***** Registros *****

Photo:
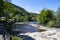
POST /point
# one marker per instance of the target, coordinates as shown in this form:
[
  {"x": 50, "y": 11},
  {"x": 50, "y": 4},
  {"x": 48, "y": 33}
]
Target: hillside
[{"x": 19, "y": 13}]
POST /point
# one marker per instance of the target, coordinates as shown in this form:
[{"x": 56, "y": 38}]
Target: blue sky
[{"x": 37, "y": 5}]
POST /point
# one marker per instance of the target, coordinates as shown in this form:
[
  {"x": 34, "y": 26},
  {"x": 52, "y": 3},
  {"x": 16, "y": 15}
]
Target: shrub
[{"x": 50, "y": 24}]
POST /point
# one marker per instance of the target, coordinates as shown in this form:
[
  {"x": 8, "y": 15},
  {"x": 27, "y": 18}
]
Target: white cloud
[{"x": 28, "y": 6}]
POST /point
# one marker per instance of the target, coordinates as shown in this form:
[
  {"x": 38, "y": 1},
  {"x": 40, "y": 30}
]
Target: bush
[
  {"x": 16, "y": 38},
  {"x": 50, "y": 24}
]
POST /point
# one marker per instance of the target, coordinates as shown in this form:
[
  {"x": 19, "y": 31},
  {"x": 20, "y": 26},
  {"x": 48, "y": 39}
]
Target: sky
[{"x": 37, "y": 5}]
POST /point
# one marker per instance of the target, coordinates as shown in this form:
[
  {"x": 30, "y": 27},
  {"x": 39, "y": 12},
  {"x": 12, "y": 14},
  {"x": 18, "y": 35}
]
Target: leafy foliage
[{"x": 45, "y": 16}]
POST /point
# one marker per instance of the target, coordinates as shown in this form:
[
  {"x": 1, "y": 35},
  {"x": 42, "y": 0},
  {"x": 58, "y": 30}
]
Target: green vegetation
[
  {"x": 50, "y": 24},
  {"x": 45, "y": 16},
  {"x": 16, "y": 38},
  {"x": 49, "y": 18}
]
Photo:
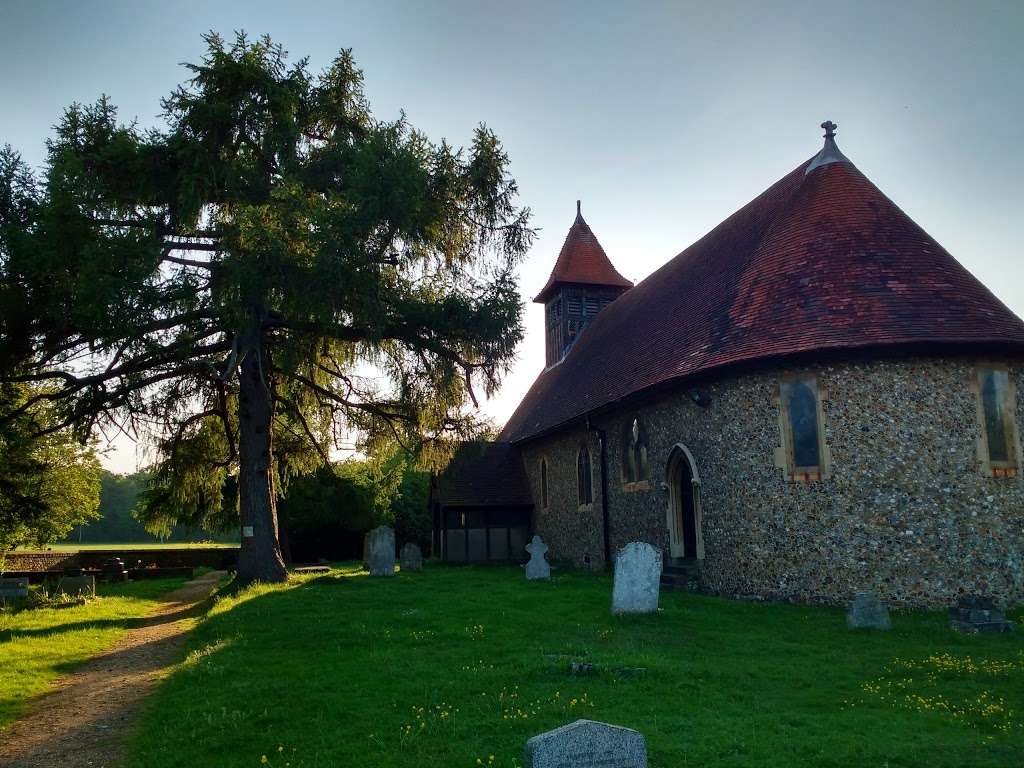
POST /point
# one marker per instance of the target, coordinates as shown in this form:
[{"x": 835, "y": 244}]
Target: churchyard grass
[
  {"x": 40, "y": 644},
  {"x": 460, "y": 666},
  {"x": 132, "y": 546}
]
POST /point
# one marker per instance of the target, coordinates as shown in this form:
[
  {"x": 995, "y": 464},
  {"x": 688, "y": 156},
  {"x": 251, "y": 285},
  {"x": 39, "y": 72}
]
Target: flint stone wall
[{"x": 905, "y": 511}]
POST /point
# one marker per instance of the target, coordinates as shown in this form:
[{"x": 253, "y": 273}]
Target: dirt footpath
[{"x": 85, "y": 720}]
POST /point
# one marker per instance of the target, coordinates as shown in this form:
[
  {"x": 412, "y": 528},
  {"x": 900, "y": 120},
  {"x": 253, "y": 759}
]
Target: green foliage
[
  {"x": 411, "y": 510},
  {"x": 119, "y": 498},
  {"x": 39, "y": 645},
  {"x": 368, "y": 272},
  {"x": 328, "y": 511},
  {"x": 453, "y": 665},
  {"x": 48, "y": 482}
]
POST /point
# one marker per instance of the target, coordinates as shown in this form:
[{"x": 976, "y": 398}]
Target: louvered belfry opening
[{"x": 582, "y": 284}]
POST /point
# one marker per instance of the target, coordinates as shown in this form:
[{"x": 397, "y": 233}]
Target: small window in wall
[
  {"x": 803, "y": 441},
  {"x": 634, "y": 453},
  {"x": 584, "y": 480},
  {"x": 997, "y": 448}
]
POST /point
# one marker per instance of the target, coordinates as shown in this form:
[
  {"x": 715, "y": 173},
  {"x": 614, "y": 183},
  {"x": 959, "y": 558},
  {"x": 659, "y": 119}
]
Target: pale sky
[{"x": 664, "y": 118}]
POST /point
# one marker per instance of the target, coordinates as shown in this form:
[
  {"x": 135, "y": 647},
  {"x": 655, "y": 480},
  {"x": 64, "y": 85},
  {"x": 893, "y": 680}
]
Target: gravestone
[
  {"x": 973, "y": 613},
  {"x": 380, "y": 557},
  {"x": 411, "y": 558},
  {"x": 638, "y": 577},
  {"x": 84, "y": 586},
  {"x": 13, "y": 589},
  {"x": 538, "y": 567},
  {"x": 587, "y": 743},
  {"x": 866, "y": 611}
]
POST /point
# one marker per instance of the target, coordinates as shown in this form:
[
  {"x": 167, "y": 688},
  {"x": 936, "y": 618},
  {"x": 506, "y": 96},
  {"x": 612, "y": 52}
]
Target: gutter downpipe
[{"x": 605, "y": 516}]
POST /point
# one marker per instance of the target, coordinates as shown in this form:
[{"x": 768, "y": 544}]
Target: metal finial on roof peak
[{"x": 829, "y": 153}]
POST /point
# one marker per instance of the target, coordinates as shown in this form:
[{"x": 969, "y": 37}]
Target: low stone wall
[
  {"x": 38, "y": 562},
  {"x": 32, "y": 562}
]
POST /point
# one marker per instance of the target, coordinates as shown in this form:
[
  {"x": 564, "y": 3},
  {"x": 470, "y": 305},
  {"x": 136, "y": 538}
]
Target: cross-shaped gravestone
[{"x": 538, "y": 567}]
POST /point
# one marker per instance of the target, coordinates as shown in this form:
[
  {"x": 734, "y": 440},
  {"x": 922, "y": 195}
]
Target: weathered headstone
[
  {"x": 84, "y": 586},
  {"x": 538, "y": 566},
  {"x": 411, "y": 558},
  {"x": 638, "y": 577},
  {"x": 380, "y": 543},
  {"x": 12, "y": 589},
  {"x": 866, "y": 611},
  {"x": 587, "y": 743},
  {"x": 974, "y": 613}
]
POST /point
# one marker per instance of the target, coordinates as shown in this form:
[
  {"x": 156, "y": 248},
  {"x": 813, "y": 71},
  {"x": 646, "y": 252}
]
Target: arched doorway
[{"x": 685, "y": 539}]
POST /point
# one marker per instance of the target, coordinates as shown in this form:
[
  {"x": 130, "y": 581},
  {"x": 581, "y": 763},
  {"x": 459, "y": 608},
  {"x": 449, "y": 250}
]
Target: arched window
[
  {"x": 634, "y": 452},
  {"x": 802, "y": 428},
  {"x": 998, "y": 429},
  {"x": 584, "y": 482}
]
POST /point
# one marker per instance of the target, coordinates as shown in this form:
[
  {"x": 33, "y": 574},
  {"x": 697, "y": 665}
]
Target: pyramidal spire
[
  {"x": 829, "y": 153},
  {"x": 582, "y": 262}
]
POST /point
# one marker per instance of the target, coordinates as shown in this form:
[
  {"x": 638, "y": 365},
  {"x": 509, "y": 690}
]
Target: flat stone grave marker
[
  {"x": 866, "y": 611},
  {"x": 587, "y": 743},
  {"x": 538, "y": 566},
  {"x": 637, "y": 580},
  {"x": 974, "y": 613},
  {"x": 411, "y": 558},
  {"x": 12, "y": 589},
  {"x": 380, "y": 543},
  {"x": 84, "y": 586}
]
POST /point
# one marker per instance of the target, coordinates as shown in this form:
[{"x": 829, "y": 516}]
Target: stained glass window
[
  {"x": 584, "y": 481},
  {"x": 800, "y": 398},
  {"x": 997, "y": 415},
  {"x": 634, "y": 452},
  {"x": 544, "y": 482}
]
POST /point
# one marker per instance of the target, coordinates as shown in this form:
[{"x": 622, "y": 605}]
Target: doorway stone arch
[{"x": 683, "y": 516}]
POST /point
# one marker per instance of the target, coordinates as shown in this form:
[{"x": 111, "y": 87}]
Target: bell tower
[{"x": 582, "y": 283}]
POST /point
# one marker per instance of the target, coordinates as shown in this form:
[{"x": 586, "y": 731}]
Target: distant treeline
[
  {"x": 118, "y": 495},
  {"x": 323, "y": 515}
]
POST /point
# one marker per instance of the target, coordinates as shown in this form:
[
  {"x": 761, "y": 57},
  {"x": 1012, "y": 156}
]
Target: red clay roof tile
[
  {"x": 582, "y": 261},
  {"x": 821, "y": 261}
]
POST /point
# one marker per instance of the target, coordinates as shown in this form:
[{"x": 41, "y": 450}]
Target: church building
[{"x": 813, "y": 398}]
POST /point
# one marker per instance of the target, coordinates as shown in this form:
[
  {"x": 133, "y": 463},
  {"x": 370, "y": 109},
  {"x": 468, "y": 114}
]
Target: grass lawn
[
  {"x": 452, "y": 666},
  {"x": 133, "y": 545},
  {"x": 39, "y": 645}
]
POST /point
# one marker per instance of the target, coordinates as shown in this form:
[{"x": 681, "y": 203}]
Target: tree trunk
[{"x": 259, "y": 559}]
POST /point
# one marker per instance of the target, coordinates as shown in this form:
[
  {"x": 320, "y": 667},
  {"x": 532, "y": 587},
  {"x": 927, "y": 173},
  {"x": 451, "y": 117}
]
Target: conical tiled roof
[
  {"x": 582, "y": 261},
  {"x": 820, "y": 262}
]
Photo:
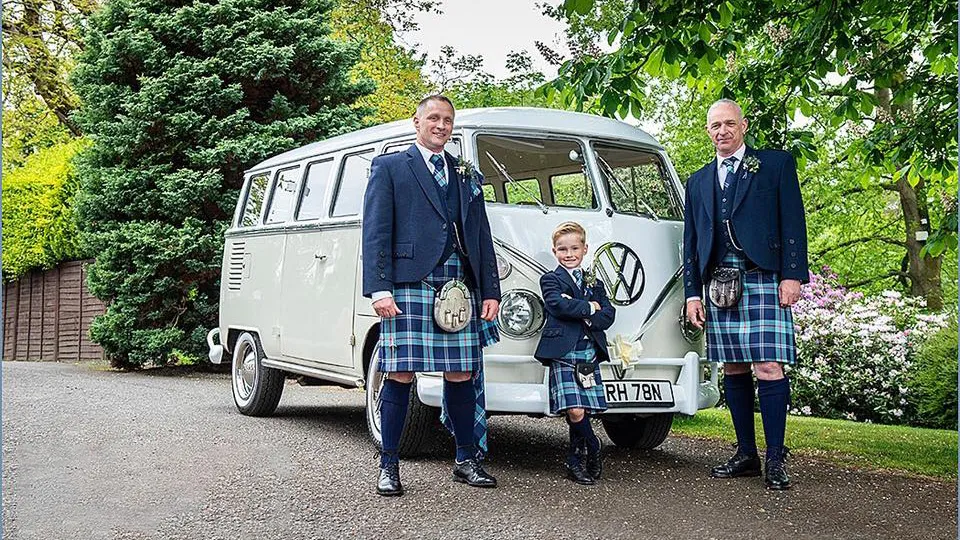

*****

Reúna todas as linhas acima que contêm a palavra "window". Considere a diferença entre maiúsculas e minúsculas.

*Resposta escrita*.
Target: small window in wall
Target: arched window
Target: stained glass window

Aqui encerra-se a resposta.